───── DATA PROVIDED ─────

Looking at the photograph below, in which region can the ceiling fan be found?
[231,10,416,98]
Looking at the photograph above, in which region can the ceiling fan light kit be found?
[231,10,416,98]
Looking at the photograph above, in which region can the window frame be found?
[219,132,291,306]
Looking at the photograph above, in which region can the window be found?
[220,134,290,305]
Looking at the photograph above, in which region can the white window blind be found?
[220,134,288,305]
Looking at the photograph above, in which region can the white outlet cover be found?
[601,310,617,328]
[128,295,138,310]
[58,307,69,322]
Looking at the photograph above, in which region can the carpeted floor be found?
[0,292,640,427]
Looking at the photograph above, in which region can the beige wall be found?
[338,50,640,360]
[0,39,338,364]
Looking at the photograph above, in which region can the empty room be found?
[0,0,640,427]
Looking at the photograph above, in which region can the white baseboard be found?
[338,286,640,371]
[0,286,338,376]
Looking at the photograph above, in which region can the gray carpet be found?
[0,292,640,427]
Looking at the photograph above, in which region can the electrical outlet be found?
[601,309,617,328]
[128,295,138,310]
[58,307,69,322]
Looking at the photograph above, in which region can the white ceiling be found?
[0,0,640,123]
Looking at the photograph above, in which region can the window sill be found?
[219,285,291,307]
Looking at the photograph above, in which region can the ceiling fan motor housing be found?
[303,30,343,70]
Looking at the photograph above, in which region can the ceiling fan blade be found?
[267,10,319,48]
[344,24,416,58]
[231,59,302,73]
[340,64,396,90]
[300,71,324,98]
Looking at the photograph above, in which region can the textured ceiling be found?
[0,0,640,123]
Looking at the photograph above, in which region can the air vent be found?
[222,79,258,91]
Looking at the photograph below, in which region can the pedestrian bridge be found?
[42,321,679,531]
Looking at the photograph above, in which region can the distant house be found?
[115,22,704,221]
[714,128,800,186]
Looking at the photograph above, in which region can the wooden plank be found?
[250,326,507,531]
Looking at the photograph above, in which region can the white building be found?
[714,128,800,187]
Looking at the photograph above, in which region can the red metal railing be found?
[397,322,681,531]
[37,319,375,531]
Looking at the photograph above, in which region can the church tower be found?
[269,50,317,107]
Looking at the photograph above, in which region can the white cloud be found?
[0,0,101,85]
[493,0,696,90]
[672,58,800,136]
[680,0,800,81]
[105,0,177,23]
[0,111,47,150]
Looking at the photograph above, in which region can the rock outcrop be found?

─────

WHAT YOU WILL DO:
Please rewrite all the records above with "beige wall" changed to "tan wall" and everything else left as it is.

TASK RESPONSE:
Looking at the photograph below, in which region can the ceiling fan be found?
[231,10,416,98]
Looking at the photograph above, in which region can the ceiling fan light kit be found?
[231,10,416,98]
Looking at the photograph above, in which region can the window frame be found?
[219,132,291,306]
Looking at the photograph above, in which region can the window be found?
[220,134,290,305]
Looking at the photograph above, in which region can the white window blind be found?
[220,134,288,305]
Looking at the photograph above, in which region can the white outlet cover be found?
[601,310,617,328]
[128,295,138,310]
[58,307,69,322]
Looking at the photograph above, in which region can the carpeted floor be found?
[0,292,640,427]
Looking at the photograph above, in which region can the tan wall be found?
[338,50,640,360]
[0,39,338,364]
Looking at the photograph above, in which region can the empty room be found?
[0,0,640,427]
Looking at the photograph above, in which region can the white baseboard be found?
[338,286,640,371]
[0,286,338,376]
Looking at the photograph above, in which region can the gray carpet be found?
[0,292,640,427]
Looking at the photograph above, in which region can the electrical outlet be found?
[601,309,617,328]
[128,295,138,310]
[58,307,69,322]
Looking at the photograph above, in which region can the white ceiling be found?
[0,0,640,123]
Looking at the photograph above, in which region can the window sill be found?
[219,285,291,307]
Looking at the photograph above, in which region can the ceiling fan motor housing be found?
[303,30,343,70]
Looking at the photograph above, in which region can the ceiling fan blade be found?
[267,10,319,48]
[344,24,416,58]
[231,59,302,73]
[340,64,396,90]
[300,71,324,98]
Looking at the photograph above, in which region can the textured ceiling be found?
[0,0,640,123]
Looking at the photograph above, in which region can the air vent be found?
[222,79,258,91]
Looking at the photograph below, in which region can the pedestrian bridge be found?
[42,321,679,531]
Looking at the photograph above, in which region can the distant house be found?
[115,22,704,221]
[714,128,800,186]
Looking at the photograph above, in which region can the wooden plank be found?
[250,326,507,531]
Looking at the photograph above, in which region can the white building be found?
[714,128,800,187]
Looking at the photograph above, in which region can the red metal railing be found?
[397,322,681,531]
[37,319,375,531]
Looking at the photograph above, in which region can the church tower be found?
[269,50,317,107]
Looking at the photograph above, in which region can the white cloud be found?
[0,0,101,85]
[493,0,696,90]
[672,58,800,136]
[680,0,800,81]
[105,0,177,23]
[0,111,47,150]
Looking at the photograph above, in which region can the rock outcrop be found?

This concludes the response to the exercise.